“Eyes on Me”: The Best Answer for Your Inner Slouch by Twyla Franz

“Eyes on Me”: The Best Answer for Your Inner Slouch

I was the kid my parents would regularly remind to stand up straighter. Because I’d slouch. If that was you too, you know how you sometimes feel like you never outgrew the label of insecure adolescent.

You’re quick to dismiss the value of what you can offer. Swift to deflect attention, disbelieve an affirmation, assume a thank you isn’t genuine.

It can look like posture but feel like defeat.

With kids, there is less discrepancy between their body language and what they feel inside. But with decades of practice, we learn to stand tall even when we feel small. Smile to mask when we’re really not okay. Tip our chin up when life takes grit and drive and independence.

Although I’m better at faking it now, some days I don’t feel confident. Not inside.

I entertain the can’ts: I can’t get it right. I can’t figure it out. I can’t do it. And the dont’s: I don’t have what it takes. I don’t know what I’m doing. I don’t belong here.

The lies beat me down and tell me it’s all about me, my lack, my less than.

But I now know confidence comes from somewhere deeper than a mental override. Address just the posture and you’ll be constantly self-correcting. Our inner slouch is tied to who we believe we are—or aren’t. In order to fix the posture we must first face the mirror.

Already Pleased with You

Close your eyes for a moment and picture your younger self, gazing into a mirror. Stand behind her and note her expression and stance. What is she thinking, feeling, believing in this moment?

Does she know how she’s loved?

Does she believe she matters?

What would you whisper in her ear right now? Take a minute to write it down. Remind her what’s true:

She’s cherished, loved, and lovely. 

She’s seen, included, wanted.

Remind her what’s true:

She’s cherished, loved, and lovely. 

She’s seen, included, wanted.

Twyla Franz quote

She can’t lose her place at the table because there’s no earning when Jesus has invited us already, just as we are. 

Jennifer Dukes Lee calls it preapproval. She writes in Love Idol, “I have been preapproved. Already approved. Already accepted. I have nothing to prove.”

Let that marinate, the beautiful, freeing truth that God chose you as you are. Not as you will be or could be.  Look your younger self in the eye, and tell her. Look your today-self in the eye and say it again: “you’ve been preapproved.” God is already pleased with you.

“Eyes on Me” is the Answer for Everything

I was much older before I discovered the way to stand straighter is to first go lower. To spend time on your knees before you face the mirror.

Adopt a posture of humility and awe and you find how little is about you and how much is about Him. It shifts your lens, sifts out lies about your worth, softens your heart, stills your tongue.

You see Him, up close and large enough to fill your vision. In an instant, self criticism becomes God adoration. Your heart swells and your soul stills. You’re on holy ground, and He’s all that matters.

## MATERIAL
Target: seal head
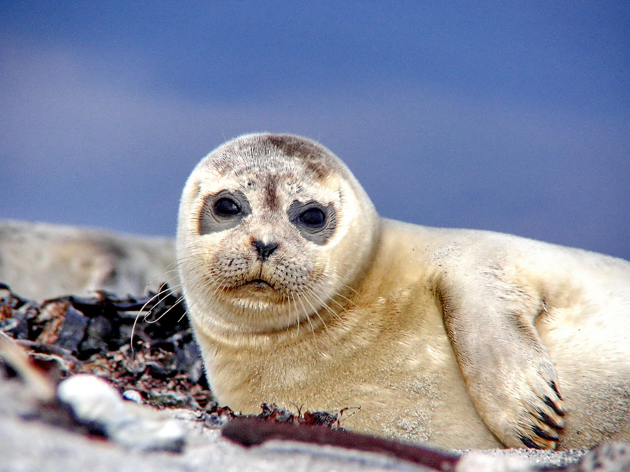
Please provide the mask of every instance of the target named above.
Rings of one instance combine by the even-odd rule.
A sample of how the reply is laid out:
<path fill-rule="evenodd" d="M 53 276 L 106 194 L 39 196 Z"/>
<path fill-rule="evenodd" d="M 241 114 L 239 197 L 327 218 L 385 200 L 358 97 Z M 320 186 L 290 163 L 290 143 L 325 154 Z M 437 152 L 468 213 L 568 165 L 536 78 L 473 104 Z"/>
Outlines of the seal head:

* * *

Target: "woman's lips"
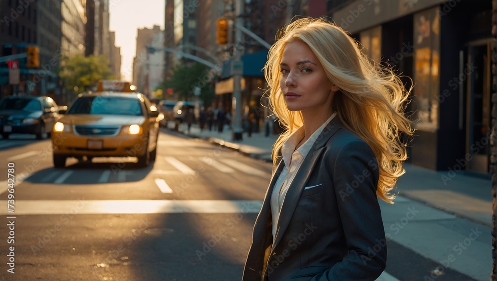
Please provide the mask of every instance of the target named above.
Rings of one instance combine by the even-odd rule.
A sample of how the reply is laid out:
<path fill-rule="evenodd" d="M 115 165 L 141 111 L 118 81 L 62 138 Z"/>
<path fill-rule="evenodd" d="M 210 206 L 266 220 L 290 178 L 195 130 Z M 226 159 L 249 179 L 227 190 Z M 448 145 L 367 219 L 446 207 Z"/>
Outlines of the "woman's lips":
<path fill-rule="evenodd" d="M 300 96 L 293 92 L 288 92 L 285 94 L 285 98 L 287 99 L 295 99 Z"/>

## WHAT THIS EXERCISE ASKS
#1 Answer these questions about the essay on the inner slouch, one line each:
(a) What did the writer's parents regularly remind the writer to do?
(b) In which book does Jennifer Dukes Lee write about being preapproved?
(c) According to the essay, what must a person first do in order to stand straighter?
#2 Write the next few paragraphs of the essay on the inner slouch, picking up after its final sentence.
The entries come from a source separate from the essay.

## REPLIES
#1
(a) Stand up straighter.
(b) Love Idol.
(c) Go lower, spending time on one's knees before facing the mirror.

#2
There’s no surer way to keep your eyes on Jesus than to regularly press your face to the ground and feel the weight of God’s glory.

“Eyes on Me,” Jesus reminds Peter in that scene from The Chosen where a boatful of terrified disciples fight the storm and Jesus asks Peter to step into it. I can’t stop thinking how it’s the answer for literally everything.

The dream that’s out of reach. The responsibility that feels too heavy. The past you struggle to let go.

Jesus: Eyes on Me.

The battle in your mind. The labels you’re wearing. The boxes and check marks and not-enoughs.

Jesus: Eyes on Me.

Your inner slouch of insecurity, shame, self-sabotage.

Jesus: Eyes on Me.

The answer for sinking in comparison and self-criticism is eyes on Jesus. Like Peter, when we look at self and we find ourselves swallowed by insufficiency. 

The answer for sinking in comparison and self-criticism is eyes on Jesus (Twyla Franz quote).

Jennifer Dukes Lee reminds us that “eyes cannot look in two directions.” Here’s what she’s after:

I want mine on Jesus—not on yesterday’s failures or successes, not on today’s agenda, and definitely not on the world’s scorecards.

Eyes. On. Jesus.

Before we stand vertically, we must think and see vertically.

Time spent horizontal, knees and nose to the floor, helps us see vertically.

5 More Ways to Keep Eyes on Jesus

The physical positive of surrender is instrumental in eradicating our inner slouch, but there are many other practices that also help us make much of Jesus. Here are five to try:

  1. Keep a gratitude journal. Address your thank yous directly to God and see how it changes the narrative in your head.
  2. Play a worship song on repeat. Let the words sink in until you believe them.
  3. Invite accountability. Share your inner struggle with a trusted neighbor, friend, or family member. Lies lose power when you call them out and truth named outloud is amplified.
  4. Make a truth list of Scriptures—written out or paraphrased—to read when you’re feeling the inner slouch. Like Jennifer, we each “need daily injections of gospel truth to immunize [our]  flawed humanity.”
  5. Give yourself a visual reminder of how Jesus sees you. It may be a piece of jewelry, a phone wallpaper, wall decor from Hobby Lobby, a tattoo, or a coffee mug inscribed with a Bible verse.

Which one will you try today?

Let’s pray.

Jesus, when we crumble on the inside, judge our reflection in the mirror, or still feel young and insecure, would You whisper, “Eyes on Me”? You are the answer our souls long for. The healing our hearts need. The stable ground beneath our feet. May we behold You and make much of You. May our example help others around us to also keep their eyes on You.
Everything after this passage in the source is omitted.